__Task objective__. A word-for-word copy of the data, with no images, is the required answer.

__Information__.
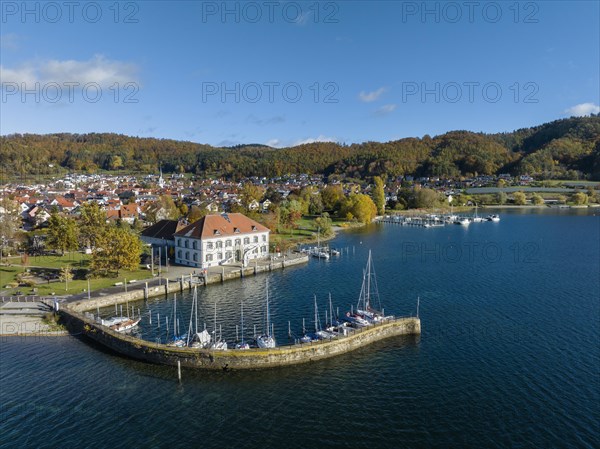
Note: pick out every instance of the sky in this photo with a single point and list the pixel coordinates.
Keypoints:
(283, 73)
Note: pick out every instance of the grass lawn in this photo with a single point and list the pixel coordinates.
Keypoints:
(51, 264)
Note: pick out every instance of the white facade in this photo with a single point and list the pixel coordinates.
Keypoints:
(221, 249)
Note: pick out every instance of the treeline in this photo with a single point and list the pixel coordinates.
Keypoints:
(567, 148)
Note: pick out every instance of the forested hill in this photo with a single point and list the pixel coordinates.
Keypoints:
(567, 148)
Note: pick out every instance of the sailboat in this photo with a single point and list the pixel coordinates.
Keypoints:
(242, 344)
(197, 339)
(178, 341)
(476, 218)
(319, 333)
(365, 312)
(266, 340)
(218, 344)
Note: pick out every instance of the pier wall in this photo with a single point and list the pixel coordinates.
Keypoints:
(175, 286)
(235, 359)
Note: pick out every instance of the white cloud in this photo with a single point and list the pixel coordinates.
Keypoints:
(321, 138)
(579, 110)
(369, 97)
(98, 69)
(9, 41)
(385, 109)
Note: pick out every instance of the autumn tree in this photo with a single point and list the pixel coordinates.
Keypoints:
(116, 249)
(519, 198)
(332, 195)
(324, 225)
(163, 208)
(537, 199)
(92, 222)
(250, 193)
(579, 198)
(360, 207)
(63, 233)
(379, 195)
(196, 213)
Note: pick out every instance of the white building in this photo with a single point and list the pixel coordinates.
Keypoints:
(218, 239)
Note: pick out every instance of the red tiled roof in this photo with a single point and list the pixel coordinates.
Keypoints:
(213, 225)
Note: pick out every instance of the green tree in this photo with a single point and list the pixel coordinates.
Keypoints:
(117, 249)
(379, 195)
(519, 198)
(63, 233)
(66, 274)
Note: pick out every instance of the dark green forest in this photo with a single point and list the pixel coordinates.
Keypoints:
(567, 148)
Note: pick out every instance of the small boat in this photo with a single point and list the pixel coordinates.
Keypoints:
(121, 323)
(266, 340)
(218, 344)
(242, 344)
(463, 221)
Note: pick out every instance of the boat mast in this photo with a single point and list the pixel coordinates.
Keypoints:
(242, 322)
(368, 292)
(316, 327)
(268, 318)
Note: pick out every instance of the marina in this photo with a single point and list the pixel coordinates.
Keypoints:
(436, 220)
(491, 354)
(340, 332)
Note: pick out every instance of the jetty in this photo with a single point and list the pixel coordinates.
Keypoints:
(249, 359)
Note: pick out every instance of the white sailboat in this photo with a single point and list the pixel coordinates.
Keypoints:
(476, 218)
(218, 343)
(266, 340)
(369, 293)
(242, 344)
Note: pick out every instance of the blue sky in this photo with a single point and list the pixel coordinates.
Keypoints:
(283, 73)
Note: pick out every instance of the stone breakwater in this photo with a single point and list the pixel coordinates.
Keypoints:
(144, 290)
(235, 359)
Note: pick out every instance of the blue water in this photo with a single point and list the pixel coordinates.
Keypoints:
(509, 355)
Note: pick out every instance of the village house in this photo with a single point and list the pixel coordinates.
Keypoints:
(217, 239)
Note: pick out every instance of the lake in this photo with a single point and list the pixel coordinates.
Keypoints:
(508, 355)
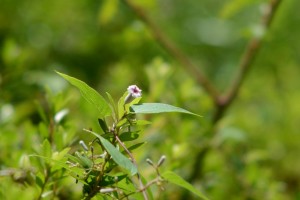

__Exercise response__.
Note: pick out every instance of the sky in this photo with a single point and list the pixel coordinates.
Keypoints:
(283, 73)
Note: pick out every instance of the grass lawn in this photo with a single point and list the pixel coordinates.
Keypoints:
(51, 264)
Note: pick out every instance of the white facade in this photo with a single point and list the pixel coordinates.
Keypoints:
(221, 249)
Note: pick out every instance of the treeline in this photo with a single point and list the pixel coordinates.
Keypoints:
(567, 148)
Note: pick out every instance of the forested hill in this photo with a single point and list the pixel coordinates.
Keypoints:
(567, 148)
Note: pick out every instance of the sailboat in this photo with a single point and list the pixel coordinates.
Keypoints:
(242, 344)
(197, 339)
(178, 341)
(476, 218)
(319, 333)
(365, 312)
(266, 340)
(218, 344)
Note: pick out every instance of the pier wall in this photo with a single point and list the pixel coordinates.
Keypoints:
(175, 286)
(235, 359)
Note: pick out every instance of the white cloud in this photo with a single point and list the pixel coordinates.
Keypoints:
(321, 138)
(579, 110)
(369, 97)
(98, 69)
(9, 41)
(385, 109)
Note: pick out every instance of the autumn tree in this photo with a single point and list the pixel coordinates.
Keypoints:
(116, 249)
(519, 198)
(332, 195)
(324, 225)
(163, 208)
(537, 199)
(92, 222)
(250, 193)
(579, 198)
(360, 207)
(63, 233)
(379, 195)
(196, 213)
Note: pick out every instance of the white building in this photo with a single point and list the pixel coordinates.
Keypoints:
(218, 239)
Note: pick out every instance of the red tiled roof in this photo with a single point and list the pixel coordinates.
Keypoints:
(213, 225)
Note: pick out every instance of the green tree in this photo with a single point and list the pixel coordinates.
Keypoints:
(117, 249)
(379, 195)
(519, 198)
(63, 233)
(66, 274)
Note: pick out every instance of the dark green forest in this photo with a single point and list the pixel coordinates.
Keypoints:
(567, 148)
Note: pick out every instance of the small boat in this photo with a single point and list the pixel coordinates.
Keypoints:
(121, 323)
(266, 340)
(218, 344)
(242, 344)
(463, 221)
Note: pick out every instance of the boat mast in this photo with a single point and list the pixel coordinates.
Keypoints:
(242, 322)
(368, 292)
(316, 327)
(268, 318)
Note: pick out every instance of the marina in this photo with a single point and list the pixel coordinates.
Keypoints:
(436, 220)
(491, 354)
(340, 332)
Note: pick out every instance of the jetty in this photo with a single point and list the pixel coordinates.
Keypoints:
(249, 359)
Note: pick out every instance of the white sailboat in this photo with a single point and list the pixel coordinates.
Keypoints:
(476, 218)
(218, 343)
(266, 340)
(369, 293)
(242, 344)
Note: pick out every instance of the blue sky in this photo with a single point and list the pixel coordinates.
Keypoints:
(283, 73)
Note: pick out every instance of the stone breakwater in this photo with a single point and list the pixel coordinates.
Keypoints:
(144, 290)
(235, 359)
Note: pick out every instance of the blue water in this photo with a single point and list the pixel coordinates.
Keypoints:
(509, 355)
Note: pick out every instance of the village house in this photo with a single point and list the pixel coordinates.
Keypoints:
(217, 239)
Note: pick out every instance of the lake in this photo with a single point and list the pixel coordinates.
Keypoints:
(508, 355)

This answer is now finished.